• DOCUMENT SEGMENT
=-=-=

Module issue in pengines

I’m using pengines from Python, and getting syntax errors that suggest a malformed query, when the query is not malformed. It only happens when I call something that tries to use sCASP to prove a goal defined in the source text parameter. If I call the same predicate and have it use sCASP to prove a predicate defined in the modules that are loaded by the pengines server, the problem doesn’t happen. I suspect that it is a whitelisting issue, and to test that theory I would like to temporarily disable the sandbox restrictions and see if it goes away. The documentation says that it’s possible, but I can’t see where it indicates how to do it. How is that done?

Thanks in advance.

I doubt this is the problem. More looks like a module issue. See the SWISH sources for adding sCASP to the system (in config-available). To disable the sandbox, see pengines.pl. There are two hooks: authentication_hook/3 that allows connecting an HTTP request to a user and not_sandboxed/2 that allows disabling the sandbox for a particular application and user. You can make that as (un)safe as you like, ranging from demanding proper HTTPS authentication to just claim any request comes from a particular user without any verification and allow that user to do anything.

Thanks, I’ll try that, but honestly I feel like I don’t understand pengines well enough at this point to imagine how to use those predicates. The only thing I’m doing right now is starting the server, and calling that goal when I run SWIPL. Is there an example somewhere?

=-=-=

• RECORDS PROVIDED
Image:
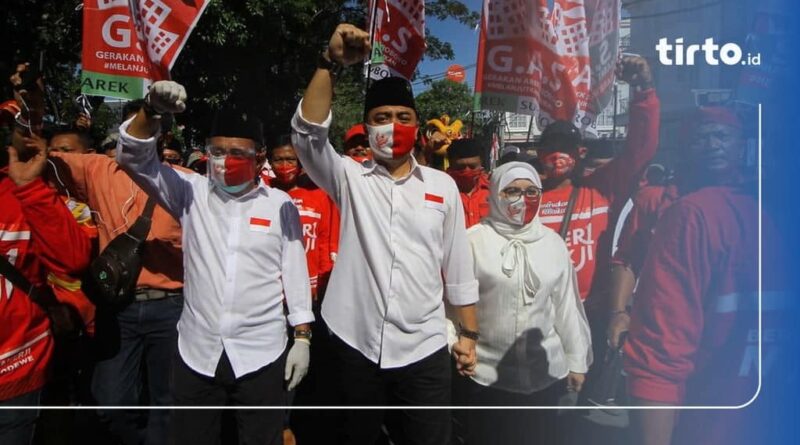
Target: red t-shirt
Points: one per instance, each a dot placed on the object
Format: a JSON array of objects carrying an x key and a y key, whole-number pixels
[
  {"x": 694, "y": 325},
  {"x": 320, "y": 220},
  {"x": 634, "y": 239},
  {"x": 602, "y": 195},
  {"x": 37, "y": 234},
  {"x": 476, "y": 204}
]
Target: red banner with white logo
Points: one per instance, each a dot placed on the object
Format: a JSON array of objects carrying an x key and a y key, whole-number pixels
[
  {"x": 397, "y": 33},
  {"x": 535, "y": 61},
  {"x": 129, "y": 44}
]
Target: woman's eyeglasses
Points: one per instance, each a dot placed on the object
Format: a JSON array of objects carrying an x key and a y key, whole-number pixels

=-=-=

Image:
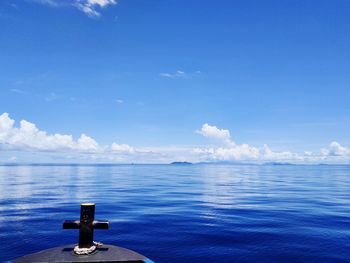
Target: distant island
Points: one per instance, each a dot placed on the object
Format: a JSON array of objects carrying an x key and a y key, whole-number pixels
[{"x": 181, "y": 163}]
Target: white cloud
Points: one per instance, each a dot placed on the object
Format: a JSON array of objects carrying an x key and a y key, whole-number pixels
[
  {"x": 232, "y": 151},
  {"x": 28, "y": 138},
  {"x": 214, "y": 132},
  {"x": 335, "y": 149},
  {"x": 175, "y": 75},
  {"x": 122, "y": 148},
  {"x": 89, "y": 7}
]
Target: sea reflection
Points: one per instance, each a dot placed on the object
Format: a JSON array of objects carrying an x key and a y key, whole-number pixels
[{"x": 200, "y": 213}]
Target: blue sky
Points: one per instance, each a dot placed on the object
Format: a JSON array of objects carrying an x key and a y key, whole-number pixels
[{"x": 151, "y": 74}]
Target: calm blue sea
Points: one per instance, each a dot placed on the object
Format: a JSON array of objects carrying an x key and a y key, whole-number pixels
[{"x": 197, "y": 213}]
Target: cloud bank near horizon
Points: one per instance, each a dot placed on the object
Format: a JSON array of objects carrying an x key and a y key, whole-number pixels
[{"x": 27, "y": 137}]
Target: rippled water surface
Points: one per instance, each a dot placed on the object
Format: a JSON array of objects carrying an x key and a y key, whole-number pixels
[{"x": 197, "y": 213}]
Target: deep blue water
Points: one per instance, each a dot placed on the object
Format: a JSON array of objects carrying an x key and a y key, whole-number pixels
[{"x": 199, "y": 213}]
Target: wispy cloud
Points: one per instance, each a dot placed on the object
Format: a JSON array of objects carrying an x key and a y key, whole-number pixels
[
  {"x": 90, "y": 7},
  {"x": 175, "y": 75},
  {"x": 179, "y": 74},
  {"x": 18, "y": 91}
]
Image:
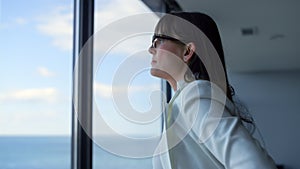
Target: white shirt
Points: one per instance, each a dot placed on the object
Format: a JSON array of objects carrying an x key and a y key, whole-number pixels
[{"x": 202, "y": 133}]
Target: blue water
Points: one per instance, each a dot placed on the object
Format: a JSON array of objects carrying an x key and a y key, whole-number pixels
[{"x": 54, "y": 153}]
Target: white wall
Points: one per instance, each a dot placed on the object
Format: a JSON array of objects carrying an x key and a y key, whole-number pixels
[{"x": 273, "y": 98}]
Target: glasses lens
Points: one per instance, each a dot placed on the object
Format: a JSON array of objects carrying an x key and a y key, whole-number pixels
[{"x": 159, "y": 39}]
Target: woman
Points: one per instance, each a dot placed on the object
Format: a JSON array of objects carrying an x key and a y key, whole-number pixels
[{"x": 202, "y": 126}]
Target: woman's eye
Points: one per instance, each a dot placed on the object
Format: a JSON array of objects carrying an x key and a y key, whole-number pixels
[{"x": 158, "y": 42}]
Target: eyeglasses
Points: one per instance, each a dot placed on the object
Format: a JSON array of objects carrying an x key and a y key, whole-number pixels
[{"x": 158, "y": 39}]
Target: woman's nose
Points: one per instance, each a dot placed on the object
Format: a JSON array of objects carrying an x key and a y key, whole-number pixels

=-=-=

• EXERCISES
(A) List every line of the records that contains the word "water", matching case exactly.
(B) Carry on the forum thread about sCASP in pengines from its last sentence.

• TASK-BY-TASK RESULTS
(A)
Target: rippled water surface
Target: deep blue water
Target: blue water

(B)
Also what do you mean by module problem? Do I need to call user-specified predicates in “source_txt” with a module name in the “ask” parameter, or something?

I have not been able to figure out how to disable the sandbox, but I suspect you were right that there is a module problem. After fighting with it for another couple of hours, here’s the problem I’m having in detail:

This is the code that is being loaded when swipl runs, with the goal of server(8080).

% scasp_server.pl
:- use_module(library(http/http_server)).
:- use_module(library(pengines)).
:- use_module(library(sandbox)).
:- use_module(library(scasp)).
:- use_module(aggregates).
:- use_module(dates).
:- use_module(events).
:- use_module(ldap).
:- use_module(passthrough).
:- use_module(library(scasp/output)).

blawxrun(Query, Tree, Model, Attributes) :-
    scasp(Query, [tree(Tree), model(Model), source(false)]),
    ovar_analyze_term(t(Query, Tree, Model), [name_constraints(true), name_prefix('Var_')]),
    (   term_attvars(t(Query, Tree, Model), [])
    ->  Attributes = []
    ;   copy_term(t(Query, Tree, Model), _, Attributes)
    ).

server(Port) :- 
    http_server([port(Port)]).

I then run swipl, run use_module(library(pengines)). and run the following three queries:

?- pengine_rpc('http://localhost:8080', winner(X,Y),[src_text("winner(test,jason).")]).
X = test,
Y = jason.

?- pengine_rpc('http://localhost:8080', blawxrun(true,A,B,C),[src_text("winner(test,jason).")]).
A = query-[],
B = C, C = [].

?- pengine_rpc('http://localhost:8080', blawxrun(winner(X,Y),A,B,C),[src_text("winner(test,jason).")]).
ERROR: scasp_predicate `'user:winner'/2' does not exist
ERROR: In:
ERROR:   [18] throw(error(existence_error(scasp_predicate,...),_121072))
ERROR:   [13] setup_call_catcher_cleanup(pengines:pengine_create(...),pengines:wait_event(...,...,...),_121106,pengines:pengine_destroy_and_wait(...,'fb2e42ea-55d2-4390-9b33-d32645b9b22d',_121146)) at /usr/lib/swipl/boot/init.pl:678
ERROR:   [11] toplevel_call(user:user: ...) at /usr/lib/swipl/boot/toplevel.pl:1318
ERROR: 
ERROR: Note: some frames are missing due to last-call optimization.
ERROR: Re-run your program in debug mode (:- debug.) to get more detail.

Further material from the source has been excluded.